**BRIEF:** Repeat, line for line, the entries printed below.

** Begin DATASET EXCERPTS **

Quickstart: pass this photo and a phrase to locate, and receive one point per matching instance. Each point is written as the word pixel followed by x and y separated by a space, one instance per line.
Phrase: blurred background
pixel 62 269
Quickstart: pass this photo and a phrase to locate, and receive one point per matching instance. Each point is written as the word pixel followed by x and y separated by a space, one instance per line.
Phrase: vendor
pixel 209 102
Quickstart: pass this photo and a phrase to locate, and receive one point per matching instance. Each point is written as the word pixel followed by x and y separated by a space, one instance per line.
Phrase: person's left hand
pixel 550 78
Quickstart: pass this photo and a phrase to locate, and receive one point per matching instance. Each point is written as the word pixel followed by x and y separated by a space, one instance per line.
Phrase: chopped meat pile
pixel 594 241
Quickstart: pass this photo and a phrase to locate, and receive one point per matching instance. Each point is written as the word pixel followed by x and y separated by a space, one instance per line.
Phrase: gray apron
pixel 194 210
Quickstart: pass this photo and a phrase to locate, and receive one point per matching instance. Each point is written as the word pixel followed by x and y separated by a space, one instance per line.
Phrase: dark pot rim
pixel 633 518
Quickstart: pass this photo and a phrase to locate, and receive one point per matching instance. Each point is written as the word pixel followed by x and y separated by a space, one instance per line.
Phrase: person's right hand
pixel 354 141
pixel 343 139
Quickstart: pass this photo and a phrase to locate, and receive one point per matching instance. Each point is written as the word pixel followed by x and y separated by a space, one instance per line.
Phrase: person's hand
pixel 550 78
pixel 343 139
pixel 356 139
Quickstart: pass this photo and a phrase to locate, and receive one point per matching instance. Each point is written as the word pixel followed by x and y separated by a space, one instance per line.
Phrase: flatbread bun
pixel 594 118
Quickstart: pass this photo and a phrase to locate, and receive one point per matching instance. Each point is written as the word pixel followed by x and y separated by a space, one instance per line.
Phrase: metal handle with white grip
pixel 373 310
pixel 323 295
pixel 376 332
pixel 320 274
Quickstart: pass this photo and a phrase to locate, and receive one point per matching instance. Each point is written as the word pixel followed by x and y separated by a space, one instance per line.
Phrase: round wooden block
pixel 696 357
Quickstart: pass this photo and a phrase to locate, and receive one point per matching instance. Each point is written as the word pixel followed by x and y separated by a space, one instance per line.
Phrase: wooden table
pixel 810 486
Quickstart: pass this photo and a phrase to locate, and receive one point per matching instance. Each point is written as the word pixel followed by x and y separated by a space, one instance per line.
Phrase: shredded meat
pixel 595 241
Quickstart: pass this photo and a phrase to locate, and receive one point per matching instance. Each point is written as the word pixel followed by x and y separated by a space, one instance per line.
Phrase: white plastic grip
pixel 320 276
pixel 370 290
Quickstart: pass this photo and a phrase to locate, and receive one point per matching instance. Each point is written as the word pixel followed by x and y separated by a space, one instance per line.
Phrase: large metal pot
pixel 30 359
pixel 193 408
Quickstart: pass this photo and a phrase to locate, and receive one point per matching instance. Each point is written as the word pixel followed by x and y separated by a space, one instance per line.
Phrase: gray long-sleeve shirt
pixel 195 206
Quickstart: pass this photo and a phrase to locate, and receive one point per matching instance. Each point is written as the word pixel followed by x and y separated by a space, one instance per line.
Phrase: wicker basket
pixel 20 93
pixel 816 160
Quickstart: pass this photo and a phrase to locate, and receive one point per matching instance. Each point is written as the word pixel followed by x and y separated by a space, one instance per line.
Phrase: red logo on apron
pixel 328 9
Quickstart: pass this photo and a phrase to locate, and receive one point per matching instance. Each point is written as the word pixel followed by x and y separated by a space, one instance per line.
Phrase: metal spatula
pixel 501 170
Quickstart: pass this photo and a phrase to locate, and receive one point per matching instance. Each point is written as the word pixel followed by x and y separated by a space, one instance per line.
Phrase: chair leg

** End DATASET EXCERPTS **

**RESULT OF THIS TASK:**
Quickstart: pass this photo and a phrase to locate, and receive one point per matching instance. Each point is written as the word pixel followed by x and y separated by a space, one instance per line.
Phrase: blurred background
pixel 62 269
Quickstart: pass this photo and a phrase to locate, and receive one point per matching instance. Each point is written as the word pixel followed by x and y separated by a space, one instance per line.
Phrase: vendor
pixel 209 102
Quickstart: pass this photo and a phrase to locate, and receive one point per matching instance. Each point is written as the word pixel followed by x and y separated by a space, one instance per line.
Phrase: person's left hand
pixel 550 78
Quickstart: pass this photo and a phrase to locate, and receive one point per matching instance. Each point is written as the word pixel followed by x and y separated by a space, one instance per line.
Phrase: chopped meat pile
pixel 594 241
Quickstart: pass this photo and a phrase to locate, and receive one point per matching instance. Each point is written as the word pixel followed by x and y separated by a space, one instance per line.
Phrase: gray apron
pixel 194 210
Quickstart: pass this photo and a phrase to locate, and receive one point per matching instance. Each point is written as the word pixel followed by x and y separated by a space, one instance per line.
Phrase: dark pot rim
pixel 633 518
Quickstart: pass this photo and a phrase to locate, and receive one point per matching instance. Each point is written as the word pixel followed by x and y separated by a space, one instance per line.
Phrase: person's right hand
pixel 354 141
pixel 343 139
Quickstart: pass this photo and a phrase to locate, and receive one point per matching instance. Each point is written as the word pixel followed by x and y separated by a space, one instance per line.
Phrase: person's hand
pixel 550 78
pixel 343 139
pixel 356 139
Quickstart: pass this photo and a phrase to locate, and receive one point per matching instance. Each point is written as the word pixel followed by x and y separated by a space, one instance per line.
Phrase: flatbread bun
pixel 594 118
Quickstart: pass this photo and a phrase to locate, and receive one point per matching instance. Each point is written as the word pixel followed by x and y separated by a space, one instance per line.
Phrase: metal handle with white grip
pixel 373 310
pixel 323 295
pixel 376 332
pixel 320 274
Quickstart: pass this photo and a phrase to locate, and receive one point per matching instance. Each point is written as the word pixel followed by x and y separated by a space, one instance per line.
Phrase: round wooden block
pixel 696 357
Quickstart: pass this photo and a phrase to locate, and receive one point per matching instance. Each point is written as the word pixel followed by x and y separated by a space, one instance per line.
Phrase: wooden table
pixel 810 486
Quickstart: pass this photo and a phrase to locate, and receive one point per matching instance. Each point is written as the word pixel followed by x and y separated by a space, one instance per line.
Phrase: shredded meat
pixel 595 241
Quickstart: pass this photo and a phrase to locate, and receive one point per matching instance. Each point is written as the word pixel followed by x and y separated by a space, one instance per line.
Phrase: white plastic grip
pixel 320 276
pixel 370 290
Quickstart: pass this photo and a phrase to locate, and receive one point per matching instance. Each point is written as the word pixel followed by x and y separated by a space, one instance per line.
Phrase: large metal pot
pixel 30 359
pixel 193 408
Quickstart: pass this photo and a phrase to locate, and receive one point per matching instance. Each point is written as the word pixel followed by x and y separated by a space, one instance per line.
Phrase: gray long-sleeve shirt
pixel 195 206
Quickstart: pass this photo and a phrase to locate, and receive one point per matching instance. Each point is written as the word pixel followed by x and y separated by a space, one instance per line.
Phrase: wicker basket
pixel 20 93
pixel 816 160
Quickstart: pass this photo and a phrase to locate, and receive one point per matching instance. Each point is written as the word pixel followed by x and y separated by a space, one instance per line.
Phrase: red logo on apron
pixel 328 9
Quickstart: pass this photo and a phrase to locate, and receive one point per matching instance. Each point is written as the word pixel followed by x and y separated by a space, one instance per line.
Phrase: metal spatula
pixel 501 170
Quickstart: pass this photo and a phrase to locate, and receive one point per matching instance. Each point is written as the word pixel followed by x and y separated by a space, one instance per line.
Phrase: chair leg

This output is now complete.